>> start PROVIDED RECORDS

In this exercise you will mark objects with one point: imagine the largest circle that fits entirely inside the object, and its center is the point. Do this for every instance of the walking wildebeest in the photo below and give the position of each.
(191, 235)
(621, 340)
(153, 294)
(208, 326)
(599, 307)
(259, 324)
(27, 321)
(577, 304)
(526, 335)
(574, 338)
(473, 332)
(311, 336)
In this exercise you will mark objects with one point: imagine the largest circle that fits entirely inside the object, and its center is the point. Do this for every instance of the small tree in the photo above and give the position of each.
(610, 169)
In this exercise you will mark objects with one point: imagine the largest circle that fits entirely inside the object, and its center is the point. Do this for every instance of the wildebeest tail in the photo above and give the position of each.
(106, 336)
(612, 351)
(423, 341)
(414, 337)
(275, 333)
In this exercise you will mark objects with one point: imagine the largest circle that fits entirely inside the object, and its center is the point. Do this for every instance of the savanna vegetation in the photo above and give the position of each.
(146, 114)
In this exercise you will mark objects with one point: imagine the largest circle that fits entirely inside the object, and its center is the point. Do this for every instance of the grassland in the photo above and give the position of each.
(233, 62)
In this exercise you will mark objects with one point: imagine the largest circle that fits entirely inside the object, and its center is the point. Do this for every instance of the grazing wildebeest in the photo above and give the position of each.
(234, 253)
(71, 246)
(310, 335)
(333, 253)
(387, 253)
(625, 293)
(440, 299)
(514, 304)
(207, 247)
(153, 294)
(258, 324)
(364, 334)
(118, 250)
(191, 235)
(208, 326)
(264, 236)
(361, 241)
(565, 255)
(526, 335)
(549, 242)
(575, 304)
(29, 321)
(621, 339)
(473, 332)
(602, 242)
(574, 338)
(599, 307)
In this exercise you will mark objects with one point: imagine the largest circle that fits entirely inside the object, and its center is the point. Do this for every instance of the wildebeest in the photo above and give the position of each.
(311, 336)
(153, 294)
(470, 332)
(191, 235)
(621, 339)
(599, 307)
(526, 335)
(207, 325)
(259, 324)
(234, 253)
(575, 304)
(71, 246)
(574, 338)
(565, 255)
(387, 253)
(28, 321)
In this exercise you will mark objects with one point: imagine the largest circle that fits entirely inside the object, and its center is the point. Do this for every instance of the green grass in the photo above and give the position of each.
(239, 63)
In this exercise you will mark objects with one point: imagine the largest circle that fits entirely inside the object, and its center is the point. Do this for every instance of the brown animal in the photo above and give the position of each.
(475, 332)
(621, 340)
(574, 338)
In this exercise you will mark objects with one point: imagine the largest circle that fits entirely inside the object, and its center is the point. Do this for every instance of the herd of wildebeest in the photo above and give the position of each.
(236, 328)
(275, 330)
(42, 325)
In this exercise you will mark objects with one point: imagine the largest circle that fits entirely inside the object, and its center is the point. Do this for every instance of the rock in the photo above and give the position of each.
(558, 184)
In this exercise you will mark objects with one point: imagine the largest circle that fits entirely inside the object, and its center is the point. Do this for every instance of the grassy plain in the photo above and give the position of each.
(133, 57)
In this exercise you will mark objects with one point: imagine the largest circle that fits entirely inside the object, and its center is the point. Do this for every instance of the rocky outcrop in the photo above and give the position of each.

>> end PROVIDED RECORDS

• _GIVEN INSTRUCTION_:
Number the entries above as a list, leaving out any blank lines.

• _ANSWER TO THIS TASK_:
1. In this exercise you will mark objects with one point: imagine the largest circle that fits entirely inside the object, and its center is the point. Do this for every instance of the walking wildebeest in the photo below and give the position of each.
2. (191, 235)
3. (621, 340)
4. (153, 294)
5. (208, 326)
6. (599, 307)
7. (259, 324)
8. (27, 321)
9. (577, 304)
10. (526, 335)
11. (574, 338)
12. (473, 332)
13. (311, 336)
14. In this exercise you will mark objects with one point: imagine the largest circle that fits entirely inside the object, and its center is the point. Do this for every instance of the small tree in the photo above and give the position of each.
15. (610, 169)
16. In this exercise you will mark objects with one point: imagine the largest circle that fits entirely inside the object, and its center is the point. Do this for every instance of the wildebeest tail in the photo above and give the position of each.
17. (106, 336)
18. (612, 351)
19. (423, 341)
20. (414, 337)
21. (275, 333)
22. In this exercise you will mark objects with one point: imagine the largest circle that fits entirely inside the object, and its center is the point. Do this for every instance of the savanna vegetation in the photo above and give the position of each.
23. (146, 114)
24. In this exercise you will mark objects with one point: imagine the largest circle that fits entirely inside the object, and its center is the point. Do this for every instance of the grassland in the photo above and give the position of each.
25. (233, 62)
26. In this exercise you will mark objects with one point: imagine the largest circle that fits entirely inside the object, and its center is the point. Do this for every instance of the grazing wildebeest in the photo above and give the position of each.
27. (234, 253)
28. (71, 246)
29. (310, 335)
30. (333, 253)
31. (387, 253)
32. (625, 293)
33. (440, 299)
34. (514, 304)
35. (207, 247)
36. (153, 294)
37. (258, 324)
38. (364, 334)
39. (118, 250)
40. (191, 235)
41. (208, 326)
42. (264, 236)
43. (361, 241)
44. (565, 255)
45. (526, 335)
46. (549, 242)
47. (575, 304)
48. (29, 321)
49. (621, 339)
50. (473, 332)
51. (602, 242)
52. (574, 338)
53. (599, 307)
54. In this exercise you will mark objects with one point: imagine the largest circle that fits entirely inside the object, and its center is the point. Do this for every instance of the wildebeest in the photo above and give the position of each.
55. (311, 336)
56. (153, 294)
57. (470, 332)
58. (191, 235)
59. (621, 339)
60. (599, 307)
61. (526, 335)
62. (207, 325)
63. (259, 324)
64. (234, 253)
65. (575, 304)
66. (71, 246)
67. (574, 338)
68. (565, 255)
69. (387, 253)
70. (28, 321)
71. In this exercise you will mark objects with one point: imagine the largest circle that fits entirely inside the object, and its center is the point. Do this for every instance of the green grass in the photo above and give the position of each.
72. (239, 63)
73. In this exercise you will mark objects with one point: imagine the largest circle that fits entirely inside the object, and its center is the point. Do this for every instance of the brown animal in the photo above and give the position of each.
74. (475, 332)
75. (621, 340)
76. (574, 338)
77. In this exercise you will mark objects with one point: imagine the largest circle that fits entirely inside the object, and its center is the point. Do this for every instance of the herd of wildebeest in the photo above and give the position of each.
78. (236, 328)
79. (275, 330)
80. (42, 325)
81. In this exercise you will mark objects with one point: imagine the largest circle that fits entirely inside the object, and its center is the point. Do this for every instance of the rock in the photo above and give the position of each.
82. (558, 184)
83. In this exercise you will mark objects with one point: imagine the largest circle that fits entirely inside the object, and its center is the point. Do this for every instance of the grassy plain in the photo above and give the position of each.
84. (133, 57)
85. In this exercise you will mark objects with one point: imagine the largest circle that fits entirely inside the object, and its center is the point. Do this for every instance of the rocky outcrop in the photo above and give the position of each.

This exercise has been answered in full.